## Do this
Reproduce all of the records below, substituting "in this image" for "in this picture" wherever it occurs and leaving everything else unchanged. Omit the pictures from your answer.
━━━ Working data ━━━
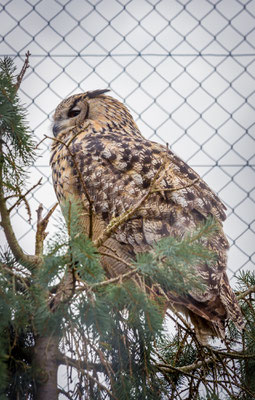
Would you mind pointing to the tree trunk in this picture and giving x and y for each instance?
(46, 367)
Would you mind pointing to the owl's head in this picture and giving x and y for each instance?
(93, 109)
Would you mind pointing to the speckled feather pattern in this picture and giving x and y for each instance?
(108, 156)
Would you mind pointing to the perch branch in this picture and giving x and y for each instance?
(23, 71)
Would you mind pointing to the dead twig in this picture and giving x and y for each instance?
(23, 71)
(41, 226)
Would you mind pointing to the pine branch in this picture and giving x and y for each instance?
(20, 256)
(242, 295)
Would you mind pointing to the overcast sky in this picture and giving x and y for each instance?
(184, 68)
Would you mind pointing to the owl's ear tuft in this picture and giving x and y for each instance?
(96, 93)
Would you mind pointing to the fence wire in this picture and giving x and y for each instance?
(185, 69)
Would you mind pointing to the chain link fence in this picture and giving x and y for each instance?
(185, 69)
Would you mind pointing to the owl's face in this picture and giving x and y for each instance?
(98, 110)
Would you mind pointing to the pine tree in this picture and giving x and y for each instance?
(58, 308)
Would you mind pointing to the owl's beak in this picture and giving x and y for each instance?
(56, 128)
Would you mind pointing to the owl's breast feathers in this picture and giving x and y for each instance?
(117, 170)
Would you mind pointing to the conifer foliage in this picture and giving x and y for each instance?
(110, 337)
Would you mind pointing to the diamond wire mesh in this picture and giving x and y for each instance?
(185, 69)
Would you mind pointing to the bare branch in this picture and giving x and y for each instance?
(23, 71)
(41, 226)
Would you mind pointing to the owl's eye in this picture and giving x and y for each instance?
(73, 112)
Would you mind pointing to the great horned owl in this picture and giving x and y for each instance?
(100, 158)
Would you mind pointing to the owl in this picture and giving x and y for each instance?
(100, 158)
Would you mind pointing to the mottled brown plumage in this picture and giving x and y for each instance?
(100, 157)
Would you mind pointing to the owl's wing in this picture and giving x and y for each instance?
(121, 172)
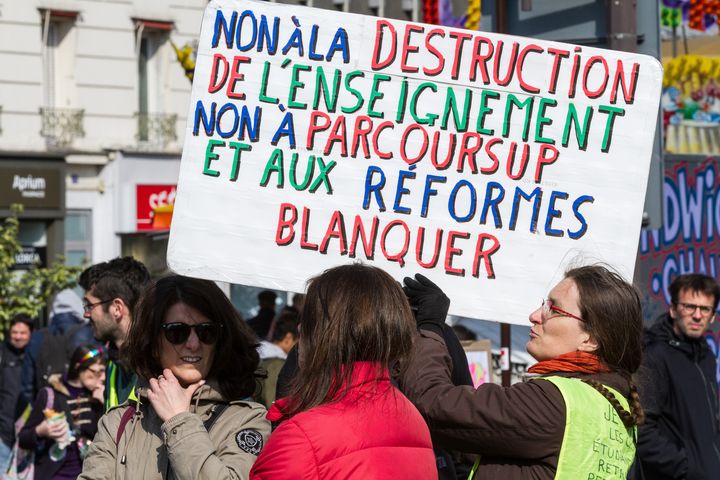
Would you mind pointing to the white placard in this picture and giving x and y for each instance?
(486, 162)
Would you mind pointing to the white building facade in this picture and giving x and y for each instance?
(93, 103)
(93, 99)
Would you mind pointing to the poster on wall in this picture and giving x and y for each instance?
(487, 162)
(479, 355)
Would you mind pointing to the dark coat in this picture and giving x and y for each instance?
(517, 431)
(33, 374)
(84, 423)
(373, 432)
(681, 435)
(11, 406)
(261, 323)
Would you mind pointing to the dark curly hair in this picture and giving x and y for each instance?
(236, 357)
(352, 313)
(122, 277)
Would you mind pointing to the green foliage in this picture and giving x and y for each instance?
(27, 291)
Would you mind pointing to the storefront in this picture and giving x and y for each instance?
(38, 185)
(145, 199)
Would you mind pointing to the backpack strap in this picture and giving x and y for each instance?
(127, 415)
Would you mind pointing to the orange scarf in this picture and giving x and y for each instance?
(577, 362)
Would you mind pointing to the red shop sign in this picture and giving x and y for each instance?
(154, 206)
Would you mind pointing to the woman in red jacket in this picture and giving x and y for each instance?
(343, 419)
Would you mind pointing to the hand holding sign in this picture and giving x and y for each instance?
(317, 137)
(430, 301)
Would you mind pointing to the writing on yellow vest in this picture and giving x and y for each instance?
━━━
## Right answer
Would you mind pointing to the tree trunk in this image and giving x and y for each instance?
(46, 367)
Would you mind pointing to the owl's head in this image and giving x and y for each instance?
(93, 109)
Would you mind pointing to the speckled feather pattern in this image and giving x and y for each instance?
(108, 156)
Would you mind pointing to the perch branch in this image and giving x and y for each instance?
(23, 71)
Would you mind pointing to the dead twig in this image and giving x and y for each instance?
(23, 71)
(41, 226)
Would you mind pointing to the pine branch in this image and giving x and y for each instance?
(20, 256)
(242, 295)
Would you mind pointing to the overcast sky in this image and giving x and y for each instance?
(184, 68)
Would you mind pointing to the owl's ear tuft in this image and giving x and y for each instance?
(96, 93)
Would you mind pointing to the fence wire in this image and giving x and y for each instance?
(185, 69)
Would you mind pointing to the chain link fence in this image and giving x and y for each instance?
(185, 69)
Would you mind pointing to the owl's face in this image and giving x and y for each instance?
(98, 110)
Would you mind pointing to the pine tree in this image and giving x and y for each instance?
(58, 308)
Would you mind pointing to the owl's beak in this image and giving x and y for each instance?
(56, 128)
Would you mind pointing to the owl's breast feathers in this image and giving x and y for each instance?
(117, 170)
Would you mind pointing to the conifer foliage in this image and giving x and y for each instance?
(110, 337)
Would you mind pointing to the diamond wire mesh in this image and giving x and y for each instance?
(185, 69)
Would you mind pointing to the bare branch in this image and giving x and y for each instance?
(23, 71)
(41, 226)
Would you mind pointing to the owl's eye in this image and giving x and y for each instance?
(73, 112)
Would you mind pointing to the great horned owl in this image and giving x and y for each instance?
(100, 158)
Would you mind pointing to the owl in this image and giving x and y for each instance?
(100, 158)
Would you mind pointing to the mottled brown plumage in this image and giving x and y for each instance?
(100, 157)
Would you mind pointing to the owl's wing in this image and giving x and y for each instance?
(121, 172)
Would you mind pointing to the white placard in this image and giving x and y for each instance?
(486, 162)
Would you mind pointing to the white building facade in this image and giving x and y for each instance?
(93, 103)
(93, 99)
Would you mind pointing to the poster on wall in this image and giving x and y for each instance?
(487, 162)
(479, 355)
Would you mind pointing to the dark coat in this image and giving x and y for each instance?
(517, 431)
(33, 374)
(84, 423)
(373, 432)
(681, 435)
(11, 406)
(261, 323)
Would you mind pointing to the dark curly hair in this image and giving x and y for each instance?
(236, 357)
(352, 313)
(122, 277)
Would you mind pointing to the green foliage in this image and giving x and y for each instance?
(27, 291)
Would you mind pointing to the storefront in this image and giving x and y for each instance?
(38, 185)
(145, 199)
Would you mind pointing to the backpack strap in this image and giving x and y for each instance?
(127, 415)
Would you mind pointing to the orange scarf in this image and giving x and y for each instance?
(577, 362)
Would you mind pointing to the red shop sign in this image and giving x and y for each instance?
(154, 206)
Would you mind pointing to the woman in red jacket in this image and giving x and y for each instance?
(343, 419)
Would you mind pointing to the hand holding sign in this image and giving x and y for each instance?
(317, 137)
(430, 301)
Would you mind pointing to the writing on yellow vest in this image and giving x and y for each instance?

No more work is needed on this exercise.